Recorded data
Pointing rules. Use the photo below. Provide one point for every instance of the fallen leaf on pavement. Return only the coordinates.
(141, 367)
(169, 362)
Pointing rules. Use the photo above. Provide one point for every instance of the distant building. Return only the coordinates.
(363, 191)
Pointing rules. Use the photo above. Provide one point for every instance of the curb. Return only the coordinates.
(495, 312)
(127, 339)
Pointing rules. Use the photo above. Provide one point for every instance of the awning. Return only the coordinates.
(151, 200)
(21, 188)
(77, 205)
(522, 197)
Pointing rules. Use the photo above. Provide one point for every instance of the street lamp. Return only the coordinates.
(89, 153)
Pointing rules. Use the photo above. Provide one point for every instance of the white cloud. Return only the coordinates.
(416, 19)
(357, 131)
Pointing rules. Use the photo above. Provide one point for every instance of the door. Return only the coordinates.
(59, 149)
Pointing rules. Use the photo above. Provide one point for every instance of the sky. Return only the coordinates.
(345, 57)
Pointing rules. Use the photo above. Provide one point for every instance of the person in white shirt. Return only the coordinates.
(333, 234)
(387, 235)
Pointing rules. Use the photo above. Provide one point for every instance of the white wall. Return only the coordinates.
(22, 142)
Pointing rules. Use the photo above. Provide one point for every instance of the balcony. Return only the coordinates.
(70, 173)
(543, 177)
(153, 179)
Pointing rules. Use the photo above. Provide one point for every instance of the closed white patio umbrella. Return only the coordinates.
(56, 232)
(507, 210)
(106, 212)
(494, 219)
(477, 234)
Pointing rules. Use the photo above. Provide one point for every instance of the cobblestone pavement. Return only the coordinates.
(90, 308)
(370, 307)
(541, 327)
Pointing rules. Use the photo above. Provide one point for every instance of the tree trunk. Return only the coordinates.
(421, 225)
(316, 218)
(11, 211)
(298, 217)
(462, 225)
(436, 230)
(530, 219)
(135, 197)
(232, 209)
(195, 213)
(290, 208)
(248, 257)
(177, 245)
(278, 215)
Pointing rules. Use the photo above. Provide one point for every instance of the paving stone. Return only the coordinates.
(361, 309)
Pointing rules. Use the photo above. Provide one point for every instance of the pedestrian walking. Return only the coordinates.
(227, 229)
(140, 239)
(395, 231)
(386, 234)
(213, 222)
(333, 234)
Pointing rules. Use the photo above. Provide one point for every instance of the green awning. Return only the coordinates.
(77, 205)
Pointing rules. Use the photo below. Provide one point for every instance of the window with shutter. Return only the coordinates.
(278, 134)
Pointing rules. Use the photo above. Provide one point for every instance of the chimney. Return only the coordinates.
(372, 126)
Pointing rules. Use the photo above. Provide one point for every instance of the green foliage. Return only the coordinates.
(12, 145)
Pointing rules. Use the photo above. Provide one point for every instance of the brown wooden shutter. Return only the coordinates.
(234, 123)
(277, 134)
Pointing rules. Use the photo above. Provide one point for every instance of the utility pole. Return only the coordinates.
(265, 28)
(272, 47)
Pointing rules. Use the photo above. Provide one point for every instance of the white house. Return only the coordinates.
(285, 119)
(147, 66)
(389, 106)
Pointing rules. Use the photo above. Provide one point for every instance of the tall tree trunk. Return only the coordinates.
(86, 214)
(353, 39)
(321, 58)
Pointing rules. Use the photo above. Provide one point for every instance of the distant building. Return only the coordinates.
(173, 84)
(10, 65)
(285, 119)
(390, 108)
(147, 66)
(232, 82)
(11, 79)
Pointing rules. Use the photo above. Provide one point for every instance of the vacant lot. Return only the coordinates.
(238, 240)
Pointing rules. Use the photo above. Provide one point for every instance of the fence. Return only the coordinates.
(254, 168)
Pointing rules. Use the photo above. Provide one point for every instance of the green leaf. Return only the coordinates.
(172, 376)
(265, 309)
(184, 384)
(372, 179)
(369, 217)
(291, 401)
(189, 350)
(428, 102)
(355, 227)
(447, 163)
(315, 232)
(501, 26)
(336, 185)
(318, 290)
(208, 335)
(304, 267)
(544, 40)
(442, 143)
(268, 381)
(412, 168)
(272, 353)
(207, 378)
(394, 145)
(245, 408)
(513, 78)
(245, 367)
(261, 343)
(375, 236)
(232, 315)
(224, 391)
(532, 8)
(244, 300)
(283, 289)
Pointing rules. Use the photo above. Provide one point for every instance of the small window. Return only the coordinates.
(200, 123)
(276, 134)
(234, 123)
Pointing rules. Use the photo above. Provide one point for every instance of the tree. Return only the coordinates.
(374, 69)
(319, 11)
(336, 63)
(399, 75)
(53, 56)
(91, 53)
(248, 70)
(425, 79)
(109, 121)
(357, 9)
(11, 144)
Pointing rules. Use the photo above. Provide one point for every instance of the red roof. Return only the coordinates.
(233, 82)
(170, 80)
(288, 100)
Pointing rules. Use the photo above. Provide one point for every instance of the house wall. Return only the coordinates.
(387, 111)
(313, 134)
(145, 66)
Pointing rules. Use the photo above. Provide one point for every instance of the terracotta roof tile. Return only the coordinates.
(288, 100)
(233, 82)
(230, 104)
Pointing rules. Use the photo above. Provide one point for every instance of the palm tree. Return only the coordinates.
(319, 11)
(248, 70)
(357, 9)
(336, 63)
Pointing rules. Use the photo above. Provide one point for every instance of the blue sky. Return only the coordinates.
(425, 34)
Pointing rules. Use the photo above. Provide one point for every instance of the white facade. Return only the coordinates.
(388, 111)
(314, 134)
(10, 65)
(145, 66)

* **Exercise brief**
Every single record is to be set down again, unaltered.

* **Solution for this problem**
Pointing rules. Use the photo below. Provide one point for every instance of the fallen leaf on pavement. Return only the coordinates.
(141, 367)
(169, 362)
Pointing rules. Use the photo above. Provide one point for every instance of the distant building. Return only the coordinates.
(363, 191)
Pointing rules. Use the photo above. Provide one point for every instance of the curb. Return only the coordinates.
(495, 312)
(127, 339)
Pointing rules. Use the photo above. Provide one point for every instance of the awning. Return only the coordinates.
(151, 200)
(21, 188)
(77, 205)
(522, 197)
Pointing rules. Use the photo above. Provide one point for every instance of the street lamp. Return only the coordinates.
(89, 153)
Pointing rules. Use the photo above. Provide one point for every instance of the white cloud. Return only the coordinates.
(416, 19)
(357, 131)
Pointing rules. Use the photo above. Provide one point for every instance of the door. Return only the coordinates.
(59, 149)
Pointing rules. Use the photo above. Provide one point for every instance of the sky. Return only the coordinates.
(345, 57)
Pointing rules. Use the photo above. Provide one point for every instance of the person in white shirt. Return only the coordinates.
(333, 234)
(387, 235)
Pointing rules. Use the photo above. Provide one point for every instance of the white wall. Return only the coordinates.
(22, 142)
Pointing rules. Use the photo above. Provide one point for every instance of the balcony. Return only the coordinates.
(70, 173)
(543, 177)
(153, 179)
Pointing rules. Use the photo above. Provide one point for every instance of the closed white patio umbrella. Return only the coordinates.
(56, 232)
(507, 210)
(106, 212)
(494, 219)
(477, 234)
Pointing rules. Use the photo above. Provide one point for every instance of the cobblestone pavement. Return only the coordinates.
(90, 308)
(370, 307)
(541, 327)
Pointing rules. Use the photo above. Provide one point for every instance of the tree trunk. Return only the coordinates.
(421, 225)
(316, 218)
(11, 211)
(298, 217)
(462, 225)
(436, 230)
(530, 219)
(135, 197)
(232, 209)
(195, 213)
(290, 208)
(248, 257)
(177, 245)
(278, 215)
Pointing rules. Use the photo above. Provide one point for every instance of the paving stone. Return only the coordinates.
(361, 309)
Pointing rules. Use the photo above. Provide one point for every instance of the pedestrian walking. Return only the coordinates.
(227, 229)
(140, 239)
(395, 231)
(386, 234)
(213, 222)
(333, 234)
Pointing rules. Use the photo above. Provide one point for every instance of the green awning. Return only the coordinates.
(77, 205)
Pointing rules. Use the photo below. Provide one point for every instance of the window with shutter. Return only the coordinates.
(278, 134)
Pointing rules. Use the photo above. Provide one point for every instance of the chimney. Return only the coordinates.
(372, 126)
Pointing rules. Use the photo above. Provide one point for every instance of the green foliage. Return only the coordinates.
(12, 145)
Pointing rules. Use the photo above. Provide one point for every instance of the brown wooden shutter. Return only the coordinates.
(234, 123)
(277, 134)
Pointing rules. Use the photo above. Provide one point for every instance of the utility pole. Return only the coordinates.
(265, 28)
(272, 47)
Pointing rules. Use the photo above. Provide one point for every instance of the white house. Return only the coordinates.
(285, 119)
(147, 66)
(389, 106)
Pointing rules. Use the photo above. Provide one point for every instance of the tall tree trunk. Return only the coordinates.
(86, 214)
(353, 39)
(321, 58)
Pointing rules. Use the photo above. Provide one point for every instance of the distant building. Return only the coordinates.
(173, 84)
(10, 65)
(285, 119)
(390, 108)
(147, 66)
(232, 82)
(11, 79)
Pointing rules. Use the photo above. Provide one point for every instance of the vacant lot. Return only the coordinates.
(238, 240)
Pointing rules. Use the photo above. Provide one point for every instance of the fence. Return only the coordinates.
(254, 168)
Pointing rules. Use the photo above. Provide one point for every instance of the green leaf. Return only the coordinates.
(172, 376)
(265, 309)
(184, 384)
(372, 179)
(369, 217)
(291, 401)
(189, 350)
(428, 102)
(355, 227)
(447, 163)
(315, 232)
(501, 26)
(336, 185)
(318, 290)
(208, 335)
(304, 267)
(544, 40)
(442, 143)
(268, 381)
(412, 168)
(272, 353)
(207, 378)
(394, 145)
(245, 408)
(513, 78)
(245, 367)
(261, 343)
(375, 236)
(232, 315)
(224, 391)
(532, 8)
(244, 300)
(283, 289)
Pointing rules. Use the photo above. Provide one point for every instance of the small window. Return only the coordinates.
(200, 123)
(276, 134)
(234, 123)
Pointing rules. Use the photo above. Provide one point for every instance of the tree. Return only the coordinates.
(374, 69)
(319, 11)
(336, 63)
(399, 75)
(53, 56)
(91, 53)
(248, 70)
(425, 79)
(109, 121)
(357, 9)
(11, 144)
Pointing rules. Use the photo above. Provide one point for every instance of the red roof. Return only the coordinates.
(233, 82)
(170, 80)
(288, 100)
Pointing rules. Use the photo above. Provide one point for every instance of the house wall. Return only the coordinates.
(387, 111)
(313, 134)
(145, 66)
Pointing rules. Use the photo above. Provide one point for every instance of the terracotta roof tile. Return only the coordinates.
(288, 100)
(233, 82)
(230, 104)
Pointing rules. Use the photo above. Provide one point for every instance of the palm tree. Return only the coordinates.
(319, 11)
(248, 70)
(357, 9)
(336, 63)
Pointing rules. Use the photo above. Provide one point for every instance of the blue sky. Return only the coordinates.
(425, 34)
Pointing rules. Use the photo above. Provide one point for every instance of the white facade. Return only the coordinates.
(388, 111)
(314, 134)
(10, 65)
(145, 66)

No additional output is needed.